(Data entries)

_ _ _

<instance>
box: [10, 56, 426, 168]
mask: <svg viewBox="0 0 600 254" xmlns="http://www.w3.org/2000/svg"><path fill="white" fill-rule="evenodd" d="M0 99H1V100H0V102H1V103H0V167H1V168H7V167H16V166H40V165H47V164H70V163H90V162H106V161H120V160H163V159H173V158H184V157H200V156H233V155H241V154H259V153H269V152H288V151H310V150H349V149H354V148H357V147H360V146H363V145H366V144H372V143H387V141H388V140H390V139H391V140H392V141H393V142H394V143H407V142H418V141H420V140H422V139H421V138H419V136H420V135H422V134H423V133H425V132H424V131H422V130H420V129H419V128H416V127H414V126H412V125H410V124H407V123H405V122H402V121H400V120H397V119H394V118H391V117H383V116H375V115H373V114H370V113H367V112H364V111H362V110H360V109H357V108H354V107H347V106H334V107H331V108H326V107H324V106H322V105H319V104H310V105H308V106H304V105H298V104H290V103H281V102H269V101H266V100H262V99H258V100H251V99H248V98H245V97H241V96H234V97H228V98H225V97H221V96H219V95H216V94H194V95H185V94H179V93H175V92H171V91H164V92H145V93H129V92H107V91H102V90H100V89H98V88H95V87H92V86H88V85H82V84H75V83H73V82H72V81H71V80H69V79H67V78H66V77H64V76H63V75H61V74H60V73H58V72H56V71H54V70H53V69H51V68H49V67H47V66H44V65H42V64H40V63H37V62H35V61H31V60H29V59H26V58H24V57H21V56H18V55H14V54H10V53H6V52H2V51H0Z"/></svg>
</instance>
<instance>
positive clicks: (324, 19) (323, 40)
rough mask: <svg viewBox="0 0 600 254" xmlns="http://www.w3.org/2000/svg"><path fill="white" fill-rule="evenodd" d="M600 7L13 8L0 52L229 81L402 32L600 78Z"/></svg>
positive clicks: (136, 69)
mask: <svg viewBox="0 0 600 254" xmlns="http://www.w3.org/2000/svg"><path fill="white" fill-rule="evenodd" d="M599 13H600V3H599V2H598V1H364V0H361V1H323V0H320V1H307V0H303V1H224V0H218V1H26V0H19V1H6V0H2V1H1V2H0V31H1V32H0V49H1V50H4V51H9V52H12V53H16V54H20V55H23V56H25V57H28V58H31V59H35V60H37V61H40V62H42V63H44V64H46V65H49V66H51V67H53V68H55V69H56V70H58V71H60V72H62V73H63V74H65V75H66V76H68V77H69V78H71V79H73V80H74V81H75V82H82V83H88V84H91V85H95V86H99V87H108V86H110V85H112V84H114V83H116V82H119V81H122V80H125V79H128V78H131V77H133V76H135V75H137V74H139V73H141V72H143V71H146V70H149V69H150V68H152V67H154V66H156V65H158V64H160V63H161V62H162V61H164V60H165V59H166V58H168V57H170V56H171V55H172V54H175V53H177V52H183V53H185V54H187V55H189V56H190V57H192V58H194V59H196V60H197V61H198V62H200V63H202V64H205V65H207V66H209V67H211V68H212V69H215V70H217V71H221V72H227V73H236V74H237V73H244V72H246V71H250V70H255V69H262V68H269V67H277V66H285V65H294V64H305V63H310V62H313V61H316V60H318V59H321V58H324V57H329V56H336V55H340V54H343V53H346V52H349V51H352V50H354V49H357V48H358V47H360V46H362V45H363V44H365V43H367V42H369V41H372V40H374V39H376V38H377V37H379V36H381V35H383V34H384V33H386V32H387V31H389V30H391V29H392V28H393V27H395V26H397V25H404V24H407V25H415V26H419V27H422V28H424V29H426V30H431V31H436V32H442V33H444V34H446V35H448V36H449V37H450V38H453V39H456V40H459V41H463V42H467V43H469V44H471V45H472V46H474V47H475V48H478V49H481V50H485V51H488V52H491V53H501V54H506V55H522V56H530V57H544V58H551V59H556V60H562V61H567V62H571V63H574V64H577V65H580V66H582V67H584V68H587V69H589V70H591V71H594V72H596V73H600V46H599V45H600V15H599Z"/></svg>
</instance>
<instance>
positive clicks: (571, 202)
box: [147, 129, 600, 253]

_ _ _

**Assignment**
Every line in the data above that contains the word "clicks" counts; report how many there are and nothing more.

**Response to this exercise**
3